**TEXT PROVIDED:**
○ ○ ○ ○

We at Scylla, implemented repair in a similar way to the Cassandra reaper.
We do
that using an external application, written in go that manages repair for
multiple clusters
and saves the data in an external Scylla cluster. The logic resembles the
reaper one with
some specific internal sharding optimizations and uses the Scylla rest api.

However, I have doubts it's the ideal way. After playing a bit with
CockroachDB, I realized
it's super nice to have a single binary that repairs itself, provides a GUI
and is the core DB.

Even while distributed, you can elect a leader node to manage the repair in
a consistent
way so the complexity can be reduced to a minimum. Repair can write its
status to the
system tables and to provide an api for progress, rate control, etc.

The big advantage for repair to embedded in the core is that there is no
need to expose
internal state to the repair logic. So an external program doesn't need to
deal with different
version of Cassandra, different repair capabilities of the core (such as
incremental on/off)
and so forth. A good database should schedule its own repair, it knows
whether the shreshold
of hintedhandoff was cross or not, it knows whether nodes where replaced,
etc,

My 2 cents. Dor

On Tue, Apr 3, 2018 at 11:13 PM, Dinesh Joshi <
dinesh.jo...@yahoo.com.invalid> wrote:

> Simon,
> You could still do load aware repair outside of the main process by
> reading Cassandra's metrics.
> In general, I don't think the maintenance tasks necessarily need to live
> in the main process. They could negatively impact the read / write path.
> Unless strictly required by the serving path, it could live in a sidecar
> process. There are multiple benefits including isolation, faster iteration,
> loose coupling. For example - this would mean that the maintenance tasks
> can have a different gc profile than the main process and it would be ok.
> Today that is not the case.
> The only issue I see is that the project does not provide an official
> sidecar. Perhaps there should be one. We probably would've not had to have
> this discussion ;)

○ ○ ○ ○

**EXTRACTED RECORDS:**
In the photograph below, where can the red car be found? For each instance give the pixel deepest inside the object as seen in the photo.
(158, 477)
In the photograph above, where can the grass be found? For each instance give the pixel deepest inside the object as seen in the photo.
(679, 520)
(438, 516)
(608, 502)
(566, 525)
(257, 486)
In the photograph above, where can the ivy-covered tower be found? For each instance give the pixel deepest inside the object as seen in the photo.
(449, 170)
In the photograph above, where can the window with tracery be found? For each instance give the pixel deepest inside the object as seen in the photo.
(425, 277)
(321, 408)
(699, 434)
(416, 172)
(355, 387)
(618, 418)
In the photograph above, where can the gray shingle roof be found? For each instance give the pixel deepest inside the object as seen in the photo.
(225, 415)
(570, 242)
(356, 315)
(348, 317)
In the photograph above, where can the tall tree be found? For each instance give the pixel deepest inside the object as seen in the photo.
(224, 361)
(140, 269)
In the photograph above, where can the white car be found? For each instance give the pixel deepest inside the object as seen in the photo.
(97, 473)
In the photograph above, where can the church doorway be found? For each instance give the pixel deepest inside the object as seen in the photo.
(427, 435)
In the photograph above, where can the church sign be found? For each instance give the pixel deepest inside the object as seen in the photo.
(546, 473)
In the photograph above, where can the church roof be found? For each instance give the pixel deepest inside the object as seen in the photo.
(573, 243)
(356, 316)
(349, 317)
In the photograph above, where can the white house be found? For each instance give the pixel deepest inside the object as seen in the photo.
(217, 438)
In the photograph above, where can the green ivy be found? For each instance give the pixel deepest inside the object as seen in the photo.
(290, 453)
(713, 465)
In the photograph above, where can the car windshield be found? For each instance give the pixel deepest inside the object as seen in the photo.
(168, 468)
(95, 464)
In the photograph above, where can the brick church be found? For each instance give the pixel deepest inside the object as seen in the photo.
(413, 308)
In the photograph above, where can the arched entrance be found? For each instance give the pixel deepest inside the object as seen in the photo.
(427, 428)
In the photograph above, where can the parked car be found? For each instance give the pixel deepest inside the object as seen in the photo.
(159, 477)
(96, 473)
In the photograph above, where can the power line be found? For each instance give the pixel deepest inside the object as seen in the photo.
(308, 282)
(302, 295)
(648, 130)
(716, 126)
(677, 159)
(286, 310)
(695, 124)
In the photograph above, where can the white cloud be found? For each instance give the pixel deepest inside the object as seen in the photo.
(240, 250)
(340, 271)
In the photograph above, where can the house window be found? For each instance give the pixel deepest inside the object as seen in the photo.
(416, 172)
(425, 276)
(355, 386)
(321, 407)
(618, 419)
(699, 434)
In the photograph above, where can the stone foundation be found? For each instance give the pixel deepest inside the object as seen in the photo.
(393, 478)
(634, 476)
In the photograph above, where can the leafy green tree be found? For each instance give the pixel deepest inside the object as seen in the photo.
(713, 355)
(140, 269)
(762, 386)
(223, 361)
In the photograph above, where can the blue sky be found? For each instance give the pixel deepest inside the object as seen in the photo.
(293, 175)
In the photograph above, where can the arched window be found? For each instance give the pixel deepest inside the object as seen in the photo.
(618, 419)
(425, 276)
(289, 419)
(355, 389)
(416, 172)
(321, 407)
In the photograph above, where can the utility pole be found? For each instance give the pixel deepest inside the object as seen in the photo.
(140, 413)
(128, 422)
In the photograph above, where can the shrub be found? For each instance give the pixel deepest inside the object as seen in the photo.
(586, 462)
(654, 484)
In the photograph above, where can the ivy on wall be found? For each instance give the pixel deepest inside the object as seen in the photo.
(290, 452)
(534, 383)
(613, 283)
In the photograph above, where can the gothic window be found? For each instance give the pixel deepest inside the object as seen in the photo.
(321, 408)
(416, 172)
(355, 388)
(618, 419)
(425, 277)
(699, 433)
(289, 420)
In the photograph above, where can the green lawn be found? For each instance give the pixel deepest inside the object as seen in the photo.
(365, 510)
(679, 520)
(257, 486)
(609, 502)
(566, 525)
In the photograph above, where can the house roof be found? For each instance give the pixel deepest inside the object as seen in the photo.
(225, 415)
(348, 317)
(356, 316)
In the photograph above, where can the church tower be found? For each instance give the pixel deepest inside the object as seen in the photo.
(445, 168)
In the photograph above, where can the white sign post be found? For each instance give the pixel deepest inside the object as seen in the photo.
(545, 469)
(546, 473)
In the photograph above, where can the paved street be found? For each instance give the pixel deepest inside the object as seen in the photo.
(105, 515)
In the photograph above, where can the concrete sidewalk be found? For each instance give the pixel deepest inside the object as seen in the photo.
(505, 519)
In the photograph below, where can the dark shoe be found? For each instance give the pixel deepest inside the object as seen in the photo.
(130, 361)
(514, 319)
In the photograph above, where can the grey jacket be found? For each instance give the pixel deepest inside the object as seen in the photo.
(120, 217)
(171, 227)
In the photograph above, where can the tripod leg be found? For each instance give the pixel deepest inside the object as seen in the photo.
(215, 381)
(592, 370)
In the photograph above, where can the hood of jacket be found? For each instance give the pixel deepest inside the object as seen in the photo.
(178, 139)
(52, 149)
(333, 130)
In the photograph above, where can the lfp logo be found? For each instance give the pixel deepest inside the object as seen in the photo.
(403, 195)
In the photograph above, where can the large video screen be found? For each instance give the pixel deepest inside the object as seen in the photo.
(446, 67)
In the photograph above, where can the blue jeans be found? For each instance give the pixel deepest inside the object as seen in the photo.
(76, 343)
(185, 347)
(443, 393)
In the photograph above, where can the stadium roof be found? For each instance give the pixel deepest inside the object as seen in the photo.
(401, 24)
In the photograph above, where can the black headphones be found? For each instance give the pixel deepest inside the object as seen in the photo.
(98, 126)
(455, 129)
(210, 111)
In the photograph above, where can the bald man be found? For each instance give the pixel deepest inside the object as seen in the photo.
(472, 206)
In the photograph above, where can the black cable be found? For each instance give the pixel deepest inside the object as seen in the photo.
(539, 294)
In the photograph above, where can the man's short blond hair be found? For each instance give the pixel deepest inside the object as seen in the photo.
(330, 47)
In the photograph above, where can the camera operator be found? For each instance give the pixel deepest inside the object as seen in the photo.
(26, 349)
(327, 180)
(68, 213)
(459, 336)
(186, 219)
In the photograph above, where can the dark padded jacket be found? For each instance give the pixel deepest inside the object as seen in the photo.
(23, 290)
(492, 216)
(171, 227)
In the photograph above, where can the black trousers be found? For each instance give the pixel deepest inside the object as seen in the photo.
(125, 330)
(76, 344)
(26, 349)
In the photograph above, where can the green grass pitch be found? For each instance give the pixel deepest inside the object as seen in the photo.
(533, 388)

○ ○ ○ ○

**INSTRUCTIONS:**
- A) In the email about database repair, what programming language is Scylla's external repair application written in?
- B) Translate this sentence from the email about database repair into Spanish: "However, I have doubts it's the ideal way."

**THE REPLIES:**
- A) Go.

- B) Sin embargo, tengo dudas de que sea la forma ideal.